● **Exercise directions**: Rename "laptop" to "notebook computer" throughout the stretch of the listing from its start through the line containing "[302,273,516,470]", and give only that stretch with nothing else changed.

Excerpts from a detection dataset
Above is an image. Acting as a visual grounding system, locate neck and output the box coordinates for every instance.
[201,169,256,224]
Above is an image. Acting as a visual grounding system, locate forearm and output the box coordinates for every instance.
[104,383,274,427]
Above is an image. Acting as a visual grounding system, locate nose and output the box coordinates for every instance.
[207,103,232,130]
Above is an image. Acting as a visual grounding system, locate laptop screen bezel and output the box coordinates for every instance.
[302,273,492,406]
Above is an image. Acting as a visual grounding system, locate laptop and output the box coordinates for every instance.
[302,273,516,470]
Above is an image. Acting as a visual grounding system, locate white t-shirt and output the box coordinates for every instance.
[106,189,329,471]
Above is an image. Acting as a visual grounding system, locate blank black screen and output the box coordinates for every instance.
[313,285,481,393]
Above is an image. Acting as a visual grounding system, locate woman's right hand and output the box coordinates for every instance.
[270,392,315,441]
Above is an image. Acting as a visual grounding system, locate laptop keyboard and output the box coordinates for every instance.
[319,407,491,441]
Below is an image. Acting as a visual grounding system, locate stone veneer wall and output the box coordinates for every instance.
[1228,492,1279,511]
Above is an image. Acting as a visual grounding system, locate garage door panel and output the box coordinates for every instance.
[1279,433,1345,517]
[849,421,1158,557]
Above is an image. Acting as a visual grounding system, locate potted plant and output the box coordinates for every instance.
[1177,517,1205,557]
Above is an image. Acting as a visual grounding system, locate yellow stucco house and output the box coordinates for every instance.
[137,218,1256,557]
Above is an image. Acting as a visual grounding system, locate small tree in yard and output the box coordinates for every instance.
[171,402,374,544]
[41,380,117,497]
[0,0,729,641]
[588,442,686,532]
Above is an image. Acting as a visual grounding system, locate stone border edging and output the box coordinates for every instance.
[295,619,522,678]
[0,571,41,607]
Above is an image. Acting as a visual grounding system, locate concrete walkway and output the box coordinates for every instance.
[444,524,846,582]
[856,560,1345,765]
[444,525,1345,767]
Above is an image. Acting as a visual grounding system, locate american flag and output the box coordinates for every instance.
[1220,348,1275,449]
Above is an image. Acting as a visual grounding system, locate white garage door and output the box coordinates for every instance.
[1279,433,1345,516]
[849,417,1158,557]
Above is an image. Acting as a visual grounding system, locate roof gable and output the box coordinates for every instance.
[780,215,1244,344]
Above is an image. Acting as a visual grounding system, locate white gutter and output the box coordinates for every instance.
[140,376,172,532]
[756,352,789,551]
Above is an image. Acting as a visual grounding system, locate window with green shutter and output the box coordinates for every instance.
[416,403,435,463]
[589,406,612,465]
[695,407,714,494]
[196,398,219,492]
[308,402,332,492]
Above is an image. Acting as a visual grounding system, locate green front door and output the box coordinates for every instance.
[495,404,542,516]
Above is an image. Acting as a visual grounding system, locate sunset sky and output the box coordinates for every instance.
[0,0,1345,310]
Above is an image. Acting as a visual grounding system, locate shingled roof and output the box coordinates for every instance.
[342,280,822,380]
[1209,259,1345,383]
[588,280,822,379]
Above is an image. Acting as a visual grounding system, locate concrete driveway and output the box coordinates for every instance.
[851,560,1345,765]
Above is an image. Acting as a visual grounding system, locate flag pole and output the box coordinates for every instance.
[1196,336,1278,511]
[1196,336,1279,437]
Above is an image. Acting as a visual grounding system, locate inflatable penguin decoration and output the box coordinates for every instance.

● **Answer for this exercise**:
Above is an image. Acting as a visual grounding system, locate neck and output the box coordinates for every instance.
[201,169,256,224]
Above is an image. Acting as a visual grounding system, locate forearm and output the box coordinates for every instance.
[104,383,274,427]
Above is an image. Acting as a visual grounding system, locate nose and output the box coordinates for every instance.
[207,103,232,130]
Above is an image. Acting as a visual grounding system, locate notebook computer screen bezel and output the box coordinates for every instance.
[302,273,492,406]
Above is an image. Acting as a visual grounding system, locate notebook computer and output the box coordinates for every instance.
[302,273,516,470]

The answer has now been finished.